Given data
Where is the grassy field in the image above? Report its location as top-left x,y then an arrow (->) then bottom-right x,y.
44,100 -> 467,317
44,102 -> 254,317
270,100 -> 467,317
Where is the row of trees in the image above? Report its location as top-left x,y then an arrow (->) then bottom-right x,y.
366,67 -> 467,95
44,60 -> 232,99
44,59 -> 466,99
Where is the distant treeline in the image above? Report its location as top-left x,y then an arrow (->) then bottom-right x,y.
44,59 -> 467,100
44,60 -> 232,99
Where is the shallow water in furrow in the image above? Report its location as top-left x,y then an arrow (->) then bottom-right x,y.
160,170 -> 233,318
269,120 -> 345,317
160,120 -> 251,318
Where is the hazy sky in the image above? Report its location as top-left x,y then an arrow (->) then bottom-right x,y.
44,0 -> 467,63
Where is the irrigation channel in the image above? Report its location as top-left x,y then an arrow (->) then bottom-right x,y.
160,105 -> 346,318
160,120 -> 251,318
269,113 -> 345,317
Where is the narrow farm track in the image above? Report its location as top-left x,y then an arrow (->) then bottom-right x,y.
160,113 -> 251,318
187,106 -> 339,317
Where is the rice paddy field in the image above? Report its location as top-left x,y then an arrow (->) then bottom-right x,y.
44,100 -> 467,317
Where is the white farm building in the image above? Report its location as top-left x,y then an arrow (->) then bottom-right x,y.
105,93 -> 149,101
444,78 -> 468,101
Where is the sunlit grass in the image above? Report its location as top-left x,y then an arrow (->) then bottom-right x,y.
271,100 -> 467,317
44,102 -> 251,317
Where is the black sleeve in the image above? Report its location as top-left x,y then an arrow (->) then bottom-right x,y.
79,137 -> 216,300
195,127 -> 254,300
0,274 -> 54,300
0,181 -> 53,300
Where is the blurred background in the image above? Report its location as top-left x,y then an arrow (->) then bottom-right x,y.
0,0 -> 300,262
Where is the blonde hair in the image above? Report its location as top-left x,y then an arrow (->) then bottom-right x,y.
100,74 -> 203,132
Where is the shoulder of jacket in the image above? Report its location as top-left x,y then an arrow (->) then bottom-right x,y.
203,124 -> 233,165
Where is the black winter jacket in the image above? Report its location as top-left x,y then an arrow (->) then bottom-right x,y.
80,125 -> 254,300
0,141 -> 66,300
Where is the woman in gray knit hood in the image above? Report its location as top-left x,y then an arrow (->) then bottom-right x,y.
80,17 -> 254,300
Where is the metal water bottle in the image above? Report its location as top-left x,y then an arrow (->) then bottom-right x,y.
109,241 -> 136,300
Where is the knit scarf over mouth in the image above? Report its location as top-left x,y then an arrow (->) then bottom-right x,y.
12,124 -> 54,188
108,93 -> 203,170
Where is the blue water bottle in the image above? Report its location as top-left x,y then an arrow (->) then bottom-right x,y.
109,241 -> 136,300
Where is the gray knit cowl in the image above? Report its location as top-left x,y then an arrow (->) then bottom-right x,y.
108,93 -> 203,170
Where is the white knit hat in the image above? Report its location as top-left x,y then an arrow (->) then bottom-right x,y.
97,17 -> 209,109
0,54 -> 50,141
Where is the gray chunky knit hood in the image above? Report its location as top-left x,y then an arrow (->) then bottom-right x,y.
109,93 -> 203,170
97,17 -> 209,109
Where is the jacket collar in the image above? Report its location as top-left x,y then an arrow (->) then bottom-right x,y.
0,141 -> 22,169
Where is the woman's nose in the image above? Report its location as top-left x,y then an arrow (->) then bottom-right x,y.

Aim
Copy every one of the records above word for word, keeping them in their original order.

The completed task
Where is the grassy field in the image above? Report its location as top-left x,y then an arrow (->) then bottom-right x,y.
44,100 -> 467,317
44,102 -> 254,317
270,100 -> 467,317
Where is the row of trees in the image above? Report its location as top-left x,y then an arrow (->) then bottom-right x,y.
366,67 -> 467,95
44,60 -> 232,99
44,59 -> 466,99
Where is the distant treeline in the image above? Report its location as top-left x,y then an arrow (->) then bottom-right x,y.
44,59 -> 467,100
44,60 -> 232,99
Where is the shallow water in furrow in the image above? Report its location as top-left x,y then an arrow (->) then bottom-right x,y.
160,170 -> 233,318
269,120 -> 345,317
160,120 -> 251,318
Where is the hazy sky in the image above? Report its location as top-left x,y then an arrow (->) then bottom-right x,y.
44,0 -> 467,63
Where is the irrigation channel in the image above? Report its location as top-left x,y then an arrow (->) then bottom-right x,y.
160,105 -> 346,318
160,120 -> 251,318
269,113 -> 345,317
Where is the narrow farm track in the image above? Report its location as top-left x,y then an arrow (->) then bottom-right x,y.
160,113 -> 251,318
187,106 -> 339,317
Where is the rice paddy field in the image above? Report its location as top-left x,y then an arrow (->) then bottom-right x,y.
44,100 -> 467,317
Where is the white farm building in the image above? Report its location as top-left x,y then an arrow (->) then bottom-right x,y.
105,93 -> 149,101
444,78 -> 468,101
Where is the sunlit grass in the image above? Report its location as top-left x,y then an arrow (->) then bottom-right x,y.
271,100 -> 467,317
44,102 -> 251,317
Where is the black sleeve in the image above? Report its location as top-left x,y then an arrow (->) then bottom-right x,y.
79,137 -> 216,300
195,127 -> 254,300
0,274 -> 54,300
0,181 -> 53,300
Where is the blurred background in the image above? Report its location as top-left x,y then an arrow (->) then bottom-right x,y.
0,0 -> 300,262
Where is the blonde hair in the image above? Report its location as top-left x,y then an arrow (->) then bottom-right x,y.
100,74 -> 203,132
Where is the shoulder of jacket in the image above? Report its location as top-left x,y then an arrow (->) then bottom-right x,y.
203,124 -> 233,165
Where is the black winter jacket in the image above? Report its location as top-left x,y then an arrow (->) then bottom-right x,y.
80,125 -> 254,300
0,141 -> 66,300
Where is the woman in gray knit hood in the image above? Report its location as top-left x,y then an arrow (->) then bottom-right x,y.
80,17 -> 254,300
Where is the metal water bottle in the image above? Report its location as top-left x,y then an arrow (->) then bottom-right x,y.
109,241 -> 136,300
Where is the knit scarf over mouth in the image above? Report its location as top-left x,y then an arrow (->) then bottom-right x,y.
12,124 -> 54,188
108,93 -> 203,170
Where is the blue water bottle in the image above? Report its location as top-left x,y then an arrow (->) then bottom-right x,y.
109,241 -> 136,300
Where is the gray knit cowl in the image above? Report its location as top-left x,y then an arrow (->) then bottom-right x,y.
108,93 -> 203,170
Where is the white knit hat in the image above? Report its location as top-left x,y then an arrow (->) then bottom-right x,y.
97,17 -> 209,109
0,54 -> 50,141
Where is the gray chunky knit hood in the image above? Report its location as top-left x,y then an arrow (->) then bottom-right x,y.
109,93 -> 203,170
97,17 -> 209,109
Where is the jacket collar in the image above? Report its location as top-left x,y then an arrow (->) then bottom-right x,y.
0,141 -> 22,169
Where is the woman's nose in the image above? Report its location as top-left x,y then an arrow (->) then bottom-right x,y.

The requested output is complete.